_Textauszug_.
☆ ☆ ☆ ☆ ☆
Er nahm nicht nur seine Zuschauer im Westen ernst

Die Postkarte zeigt vorn das Plakat für ein Programm der „Distel“: einen Sessel, auf dem eine Reißzwecke liegt. Abgestempelt ist die Zehn-Pfennig-Marke Ende November 1989. Die Mauer ist durchlässig geworden, aber sie steht noch da. Die Sicherheitsorgane in der Normannenstraße haben begonnen, rasch noch ihre unbearbeiteten Fälle zu erledigen. Wie diesen. Die Karte ist an einen Redakteur der Zeitung „Der Morgen“ adressiert, und dem wird ganz komisch, als er liest: „Lieber Freund! Deiner konspirativen Tätigkeit mit dem Moderator der ZDF-Hetz-Sendung gegen die DDR ,Kennzeichen D’, Dirk Sager, ist man auf der Spur. Mache die Fliege, ehe Du gesiebte Luft atmen musst. Wir meinen es gut mit Dir. Mit Forum-Gruss xyz.“

„Kennzeichen D“, Hetze gegen die DDR? Für die Stasi galt: Jeder, der nicht für uns ist, ist gegen uns. Und Dirk Sager versuchte, seinem Publikum im Westen den Osten zu erklären. Er tat das feinfühlig und mit großem Verständnis für die Probleme seiner Gesprächspartner und ihren Schutz. Der Mann mit der sonoren, leicht nordisch gefärbten Stimme und dem Schnurrbart war kein Hardliner, der gegen jede Verständigung „mit den Kommunisten“ wetterte wie etwa Gerhard Löwenthal. Er konnte sich sowohl in die Situation der einfachen DDR-Bürger hineinversetzen als auch die taktischen Manöver der SED-Chefs erkennen. Und er nahm nicht nur seine Zuschauer im Westen ernst, er wusste auch um seine Bedeutung für die im Osten.

Dirk Sager hatte in Berlin Amerikanistik, Politik und Publizistik studiert, kam 1968 vom Rias zum ZDF und war nachgerade prädestiniert, „Kennzeichen D“ zu leiten: Ausgerechnet am 13. August hatte er Geburtstag (ein Tag, an dem der Kollege aus dem Osten sich jedes Mal an der unvergesslichen Vorwahl 849 die Finger wund wählte, um zu gratulieren).
☆ ☆ ☆ ☆ ☆
_Daten_.
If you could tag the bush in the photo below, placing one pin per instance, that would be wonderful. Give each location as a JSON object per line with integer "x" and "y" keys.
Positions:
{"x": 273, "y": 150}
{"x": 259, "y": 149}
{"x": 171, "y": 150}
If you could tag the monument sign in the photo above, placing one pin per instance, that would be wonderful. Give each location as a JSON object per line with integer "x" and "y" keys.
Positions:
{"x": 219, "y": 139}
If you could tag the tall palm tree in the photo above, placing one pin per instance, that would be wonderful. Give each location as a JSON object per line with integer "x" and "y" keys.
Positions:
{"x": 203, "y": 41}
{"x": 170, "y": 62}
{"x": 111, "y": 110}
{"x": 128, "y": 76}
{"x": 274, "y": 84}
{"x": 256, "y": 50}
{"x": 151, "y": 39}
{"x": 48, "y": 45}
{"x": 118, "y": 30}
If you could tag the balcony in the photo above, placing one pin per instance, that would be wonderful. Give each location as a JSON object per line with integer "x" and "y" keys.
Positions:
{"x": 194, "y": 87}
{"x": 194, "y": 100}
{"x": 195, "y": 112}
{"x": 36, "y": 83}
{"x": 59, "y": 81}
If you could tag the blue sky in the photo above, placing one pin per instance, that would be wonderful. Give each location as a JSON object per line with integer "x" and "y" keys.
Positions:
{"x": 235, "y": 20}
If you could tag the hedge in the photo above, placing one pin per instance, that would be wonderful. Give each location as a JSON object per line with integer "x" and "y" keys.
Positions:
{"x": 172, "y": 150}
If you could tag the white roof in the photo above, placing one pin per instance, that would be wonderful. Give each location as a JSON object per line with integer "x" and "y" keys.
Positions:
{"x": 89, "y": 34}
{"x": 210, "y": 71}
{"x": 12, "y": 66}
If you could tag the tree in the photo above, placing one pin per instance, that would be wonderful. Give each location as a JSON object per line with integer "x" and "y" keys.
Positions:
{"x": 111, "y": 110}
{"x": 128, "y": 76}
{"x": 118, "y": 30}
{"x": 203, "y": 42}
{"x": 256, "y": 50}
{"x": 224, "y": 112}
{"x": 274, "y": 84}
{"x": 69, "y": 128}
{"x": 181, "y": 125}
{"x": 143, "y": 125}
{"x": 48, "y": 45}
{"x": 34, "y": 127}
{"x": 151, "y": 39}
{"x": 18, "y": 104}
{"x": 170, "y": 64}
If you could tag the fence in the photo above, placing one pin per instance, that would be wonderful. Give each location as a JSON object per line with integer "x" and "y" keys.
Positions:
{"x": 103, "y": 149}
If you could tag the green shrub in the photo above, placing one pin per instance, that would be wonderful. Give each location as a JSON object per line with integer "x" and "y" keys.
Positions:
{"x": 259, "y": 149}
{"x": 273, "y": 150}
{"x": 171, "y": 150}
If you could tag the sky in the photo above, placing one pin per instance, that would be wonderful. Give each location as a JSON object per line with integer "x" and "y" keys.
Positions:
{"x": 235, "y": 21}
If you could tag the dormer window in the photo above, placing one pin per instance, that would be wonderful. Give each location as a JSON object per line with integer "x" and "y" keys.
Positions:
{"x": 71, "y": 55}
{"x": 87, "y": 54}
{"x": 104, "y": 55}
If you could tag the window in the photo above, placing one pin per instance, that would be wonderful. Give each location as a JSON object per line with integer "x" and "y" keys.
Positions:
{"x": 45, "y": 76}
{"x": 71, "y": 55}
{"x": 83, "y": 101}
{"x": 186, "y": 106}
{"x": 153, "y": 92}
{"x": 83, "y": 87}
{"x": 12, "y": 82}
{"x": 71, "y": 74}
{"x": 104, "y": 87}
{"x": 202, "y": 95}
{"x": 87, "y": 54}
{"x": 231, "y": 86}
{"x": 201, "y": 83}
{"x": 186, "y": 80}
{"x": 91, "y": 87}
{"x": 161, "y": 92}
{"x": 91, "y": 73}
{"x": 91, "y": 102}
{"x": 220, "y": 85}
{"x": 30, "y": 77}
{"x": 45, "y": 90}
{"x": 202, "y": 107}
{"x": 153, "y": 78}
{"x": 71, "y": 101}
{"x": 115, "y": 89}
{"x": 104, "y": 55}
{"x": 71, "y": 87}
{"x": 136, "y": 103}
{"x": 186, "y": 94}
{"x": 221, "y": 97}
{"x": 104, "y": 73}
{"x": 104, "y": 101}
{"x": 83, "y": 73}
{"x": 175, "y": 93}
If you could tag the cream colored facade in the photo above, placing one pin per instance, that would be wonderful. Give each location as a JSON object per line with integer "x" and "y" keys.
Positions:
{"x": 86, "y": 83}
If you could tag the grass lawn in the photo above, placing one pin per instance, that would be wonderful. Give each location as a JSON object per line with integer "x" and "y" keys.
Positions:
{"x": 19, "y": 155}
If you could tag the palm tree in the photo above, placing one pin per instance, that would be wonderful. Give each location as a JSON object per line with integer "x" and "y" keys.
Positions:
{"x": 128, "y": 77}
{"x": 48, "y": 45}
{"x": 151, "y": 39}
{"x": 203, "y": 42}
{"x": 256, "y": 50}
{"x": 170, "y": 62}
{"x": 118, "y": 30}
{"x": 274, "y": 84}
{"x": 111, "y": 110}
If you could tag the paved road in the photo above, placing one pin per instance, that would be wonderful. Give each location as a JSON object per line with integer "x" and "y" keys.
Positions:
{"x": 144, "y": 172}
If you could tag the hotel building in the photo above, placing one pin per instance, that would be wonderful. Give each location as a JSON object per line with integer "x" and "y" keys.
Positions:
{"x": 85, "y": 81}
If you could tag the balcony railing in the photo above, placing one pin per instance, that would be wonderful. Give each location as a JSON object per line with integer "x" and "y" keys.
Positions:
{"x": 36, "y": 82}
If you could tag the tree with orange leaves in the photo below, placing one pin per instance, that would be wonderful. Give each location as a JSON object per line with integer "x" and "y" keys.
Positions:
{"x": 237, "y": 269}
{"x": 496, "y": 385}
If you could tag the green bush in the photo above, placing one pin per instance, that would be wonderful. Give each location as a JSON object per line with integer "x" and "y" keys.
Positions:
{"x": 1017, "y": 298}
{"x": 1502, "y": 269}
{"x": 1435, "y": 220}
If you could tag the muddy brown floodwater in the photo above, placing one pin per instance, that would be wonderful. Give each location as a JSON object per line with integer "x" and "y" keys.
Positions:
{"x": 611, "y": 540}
☆ ☆ ☆ ☆ ☆
_Aufgabe 1_. Übertragen Sie aus dem Text über Dirk Sager den Abschnitt von „Dirk Sager hatte“ bis „um zu gratulieren).“ Wort für Wort.
_Aufgabe 2_. Schreiben Sie den Text über Dirk Sager im Anschluss an seinen letzten Satz weiter.

_Antwort 1_.
Dirk Sager hatte in Berlin Amerikanistik, Politik und Publizistik studiert, kam 1968 vom Rias zum ZDF und war nachgerade prädestiniert, „Kennzeichen D“ zu leiten: Ausgerechnet am 13. August hatte er Geburtstag (ein Tag, an dem der Kollege aus dem Osten sich jedes Mal an der unvergesslichen Vorwahl 849 die Finger wund wählte, um zu gratulieren).

_Antwort 2_.
In den frühen Siebzigern hatten sie sich durch eine gemeinsame Freundin kennengelernt und fanden immer wie zufällig zueinander. Von Argusaugen umgeben an der Bar im Weimarer Hotel „Elephant“, bei einem Spiel des 1. FC Union oder im Berliner „Café Kisch“ Unter den Linden, wo die Wände Ohren hatten. Wenn der Gast aus dem Westen mit dem blauen Diplomatenkennzeichen am Auto nach Niederschönhausen kam, vorsichtshalber um die nächste Ecke parkte, oder an einem stillen Sonntagvormittag in eine Prenzlauer Berger Seitenstraße fuhr und zwei Pakete aus dem Kofferraum hob, in denen 52 „Stern“-Hefte steckten.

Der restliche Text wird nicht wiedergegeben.